--- Problem to work on ---
Filter these records by the string "black", copying each line that holds it.

--- Data to process ---
▽

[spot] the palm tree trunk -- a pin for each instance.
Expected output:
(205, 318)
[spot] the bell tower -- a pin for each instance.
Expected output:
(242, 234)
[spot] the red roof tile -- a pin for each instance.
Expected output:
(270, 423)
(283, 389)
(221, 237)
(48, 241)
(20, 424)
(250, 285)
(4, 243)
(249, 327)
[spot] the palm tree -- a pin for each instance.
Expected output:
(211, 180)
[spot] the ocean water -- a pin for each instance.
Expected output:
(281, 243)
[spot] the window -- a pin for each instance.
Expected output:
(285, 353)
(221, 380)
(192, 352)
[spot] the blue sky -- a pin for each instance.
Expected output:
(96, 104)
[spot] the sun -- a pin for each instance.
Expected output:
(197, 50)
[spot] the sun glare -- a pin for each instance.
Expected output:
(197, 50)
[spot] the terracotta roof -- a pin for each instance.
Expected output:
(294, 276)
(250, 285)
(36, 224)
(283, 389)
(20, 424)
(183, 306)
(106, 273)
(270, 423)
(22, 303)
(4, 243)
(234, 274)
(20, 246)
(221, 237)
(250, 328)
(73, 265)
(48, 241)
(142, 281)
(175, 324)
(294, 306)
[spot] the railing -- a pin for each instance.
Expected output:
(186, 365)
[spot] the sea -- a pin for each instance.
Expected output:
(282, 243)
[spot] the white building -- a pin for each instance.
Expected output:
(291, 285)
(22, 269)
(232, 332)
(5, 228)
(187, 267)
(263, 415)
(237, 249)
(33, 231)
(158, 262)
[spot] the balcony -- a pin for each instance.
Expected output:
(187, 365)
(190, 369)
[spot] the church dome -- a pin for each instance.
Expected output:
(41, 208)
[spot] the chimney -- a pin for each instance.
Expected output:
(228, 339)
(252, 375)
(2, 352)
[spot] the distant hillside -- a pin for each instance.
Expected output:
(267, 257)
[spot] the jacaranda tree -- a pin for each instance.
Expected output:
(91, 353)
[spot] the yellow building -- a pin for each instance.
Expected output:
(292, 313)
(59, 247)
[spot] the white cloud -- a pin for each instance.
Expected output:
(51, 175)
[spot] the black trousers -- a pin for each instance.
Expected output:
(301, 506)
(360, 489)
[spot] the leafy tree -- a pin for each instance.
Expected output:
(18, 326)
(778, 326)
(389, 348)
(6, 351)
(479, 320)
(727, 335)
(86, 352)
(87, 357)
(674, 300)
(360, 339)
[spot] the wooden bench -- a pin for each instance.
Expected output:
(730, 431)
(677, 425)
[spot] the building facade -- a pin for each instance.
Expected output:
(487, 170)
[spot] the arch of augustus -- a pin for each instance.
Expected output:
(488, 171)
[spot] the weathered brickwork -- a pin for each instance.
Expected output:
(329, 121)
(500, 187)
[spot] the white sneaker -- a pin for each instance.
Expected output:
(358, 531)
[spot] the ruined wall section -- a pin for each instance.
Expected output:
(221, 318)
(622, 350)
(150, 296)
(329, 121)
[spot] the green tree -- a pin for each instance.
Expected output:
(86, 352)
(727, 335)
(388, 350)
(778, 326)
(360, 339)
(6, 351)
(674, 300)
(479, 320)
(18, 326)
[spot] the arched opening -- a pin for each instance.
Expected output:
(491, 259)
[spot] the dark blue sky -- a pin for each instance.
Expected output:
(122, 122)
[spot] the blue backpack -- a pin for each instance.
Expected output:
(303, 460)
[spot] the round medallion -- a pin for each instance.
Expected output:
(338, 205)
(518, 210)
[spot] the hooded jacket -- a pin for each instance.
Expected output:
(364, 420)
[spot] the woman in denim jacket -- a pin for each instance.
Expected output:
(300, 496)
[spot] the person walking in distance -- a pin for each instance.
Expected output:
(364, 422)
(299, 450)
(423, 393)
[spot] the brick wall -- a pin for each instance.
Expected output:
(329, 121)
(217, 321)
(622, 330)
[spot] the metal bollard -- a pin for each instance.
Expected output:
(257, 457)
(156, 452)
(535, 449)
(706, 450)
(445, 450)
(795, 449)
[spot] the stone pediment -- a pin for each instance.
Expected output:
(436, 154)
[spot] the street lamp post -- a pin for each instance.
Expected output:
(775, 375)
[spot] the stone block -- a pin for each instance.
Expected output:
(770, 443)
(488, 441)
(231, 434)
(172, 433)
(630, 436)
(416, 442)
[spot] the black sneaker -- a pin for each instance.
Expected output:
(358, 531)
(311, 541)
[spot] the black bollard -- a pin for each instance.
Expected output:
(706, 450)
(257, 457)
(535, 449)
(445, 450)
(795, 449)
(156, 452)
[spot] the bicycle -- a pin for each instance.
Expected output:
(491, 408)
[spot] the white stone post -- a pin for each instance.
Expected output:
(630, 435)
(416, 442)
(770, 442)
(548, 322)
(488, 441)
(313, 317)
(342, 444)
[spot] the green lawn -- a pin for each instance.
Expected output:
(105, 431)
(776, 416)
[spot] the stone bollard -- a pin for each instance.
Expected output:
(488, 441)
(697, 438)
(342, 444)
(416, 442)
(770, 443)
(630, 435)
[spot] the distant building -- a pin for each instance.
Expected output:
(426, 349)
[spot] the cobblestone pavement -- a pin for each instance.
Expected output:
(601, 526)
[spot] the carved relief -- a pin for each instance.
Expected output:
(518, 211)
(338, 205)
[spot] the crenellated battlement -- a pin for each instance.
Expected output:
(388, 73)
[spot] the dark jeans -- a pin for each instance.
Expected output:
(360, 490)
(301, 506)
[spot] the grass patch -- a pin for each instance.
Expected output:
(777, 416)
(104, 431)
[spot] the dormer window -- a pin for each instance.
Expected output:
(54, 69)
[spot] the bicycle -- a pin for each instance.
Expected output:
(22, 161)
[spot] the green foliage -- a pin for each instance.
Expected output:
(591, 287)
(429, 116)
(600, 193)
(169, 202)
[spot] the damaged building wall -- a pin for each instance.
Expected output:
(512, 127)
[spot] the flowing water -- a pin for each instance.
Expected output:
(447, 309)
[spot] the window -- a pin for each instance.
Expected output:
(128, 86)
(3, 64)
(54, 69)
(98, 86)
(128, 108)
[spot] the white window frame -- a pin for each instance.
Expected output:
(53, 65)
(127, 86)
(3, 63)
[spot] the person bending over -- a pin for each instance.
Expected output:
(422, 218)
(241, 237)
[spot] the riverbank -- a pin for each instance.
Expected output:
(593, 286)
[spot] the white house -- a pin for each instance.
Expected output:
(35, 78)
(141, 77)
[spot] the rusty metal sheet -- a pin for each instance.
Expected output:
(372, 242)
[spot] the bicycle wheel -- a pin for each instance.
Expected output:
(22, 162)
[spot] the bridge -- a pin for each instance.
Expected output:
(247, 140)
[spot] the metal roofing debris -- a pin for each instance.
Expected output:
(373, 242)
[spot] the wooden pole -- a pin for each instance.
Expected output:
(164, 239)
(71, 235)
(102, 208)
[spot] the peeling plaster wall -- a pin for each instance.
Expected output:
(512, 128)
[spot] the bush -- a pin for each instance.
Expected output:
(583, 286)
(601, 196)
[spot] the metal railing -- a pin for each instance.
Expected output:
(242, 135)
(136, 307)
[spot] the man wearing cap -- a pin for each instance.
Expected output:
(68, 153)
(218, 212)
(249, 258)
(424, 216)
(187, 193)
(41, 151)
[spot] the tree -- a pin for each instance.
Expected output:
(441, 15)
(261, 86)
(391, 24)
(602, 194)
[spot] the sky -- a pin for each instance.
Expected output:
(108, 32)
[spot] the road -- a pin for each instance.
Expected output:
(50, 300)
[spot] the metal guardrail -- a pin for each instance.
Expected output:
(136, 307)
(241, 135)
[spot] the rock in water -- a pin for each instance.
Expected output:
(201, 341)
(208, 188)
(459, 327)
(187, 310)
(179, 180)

△

--- Exercise solution ---
[spot] the black trousers -- a pin for each instance.
[spot] the black sneaker -- a pin for each instance.
[spot] the black bollard -- a pin for each instance.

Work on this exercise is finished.